### The problem
Starting at the line that contains "point: front bumper", copy every line through the end of the listing below exactly, and copy nothing else.

::::

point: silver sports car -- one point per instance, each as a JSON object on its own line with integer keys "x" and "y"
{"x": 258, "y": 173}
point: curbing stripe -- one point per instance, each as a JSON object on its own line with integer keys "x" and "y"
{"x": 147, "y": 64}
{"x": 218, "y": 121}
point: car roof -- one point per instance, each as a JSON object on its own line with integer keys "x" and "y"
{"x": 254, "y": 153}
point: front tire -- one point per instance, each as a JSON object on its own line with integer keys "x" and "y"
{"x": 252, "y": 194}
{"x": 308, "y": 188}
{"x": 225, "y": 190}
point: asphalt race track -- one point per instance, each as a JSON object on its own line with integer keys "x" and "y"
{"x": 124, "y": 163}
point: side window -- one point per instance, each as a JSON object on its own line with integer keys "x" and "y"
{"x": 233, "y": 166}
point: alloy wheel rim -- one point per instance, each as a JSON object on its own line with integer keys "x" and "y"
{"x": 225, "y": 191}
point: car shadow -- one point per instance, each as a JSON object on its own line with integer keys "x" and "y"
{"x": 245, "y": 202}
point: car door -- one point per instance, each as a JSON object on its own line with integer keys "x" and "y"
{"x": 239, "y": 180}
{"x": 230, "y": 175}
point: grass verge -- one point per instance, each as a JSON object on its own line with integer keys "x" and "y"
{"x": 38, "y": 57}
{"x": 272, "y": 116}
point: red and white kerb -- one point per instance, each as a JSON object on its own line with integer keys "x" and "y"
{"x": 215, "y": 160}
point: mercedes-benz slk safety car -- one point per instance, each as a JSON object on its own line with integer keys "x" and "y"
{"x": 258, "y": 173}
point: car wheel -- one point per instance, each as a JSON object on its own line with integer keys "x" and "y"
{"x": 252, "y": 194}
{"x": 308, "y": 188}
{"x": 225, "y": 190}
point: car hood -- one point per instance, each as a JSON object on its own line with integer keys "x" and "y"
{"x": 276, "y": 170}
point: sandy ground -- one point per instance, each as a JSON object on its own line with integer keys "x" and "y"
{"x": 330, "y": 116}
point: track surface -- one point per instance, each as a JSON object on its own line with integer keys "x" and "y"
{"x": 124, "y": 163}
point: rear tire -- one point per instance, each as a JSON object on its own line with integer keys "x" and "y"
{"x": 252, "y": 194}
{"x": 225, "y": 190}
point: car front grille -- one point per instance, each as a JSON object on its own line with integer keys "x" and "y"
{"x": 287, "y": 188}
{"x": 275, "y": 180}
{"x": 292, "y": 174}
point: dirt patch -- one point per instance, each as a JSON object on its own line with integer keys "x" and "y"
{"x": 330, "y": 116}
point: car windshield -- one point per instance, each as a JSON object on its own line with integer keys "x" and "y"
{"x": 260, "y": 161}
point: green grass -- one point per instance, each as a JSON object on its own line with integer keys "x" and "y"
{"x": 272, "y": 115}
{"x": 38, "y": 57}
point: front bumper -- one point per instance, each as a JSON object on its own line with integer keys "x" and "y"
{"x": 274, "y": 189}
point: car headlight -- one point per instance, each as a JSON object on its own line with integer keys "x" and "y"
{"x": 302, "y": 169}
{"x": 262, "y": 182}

::::

### Response to the task
point: front bumper -- one point per instance, each as a JSON object on its own line with integer keys "x" and "y"
{"x": 274, "y": 189}
point: car headlight -- one point per instance, each as a JSON object on its own line with integer keys "x" and "y"
{"x": 302, "y": 169}
{"x": 262, "y": 182}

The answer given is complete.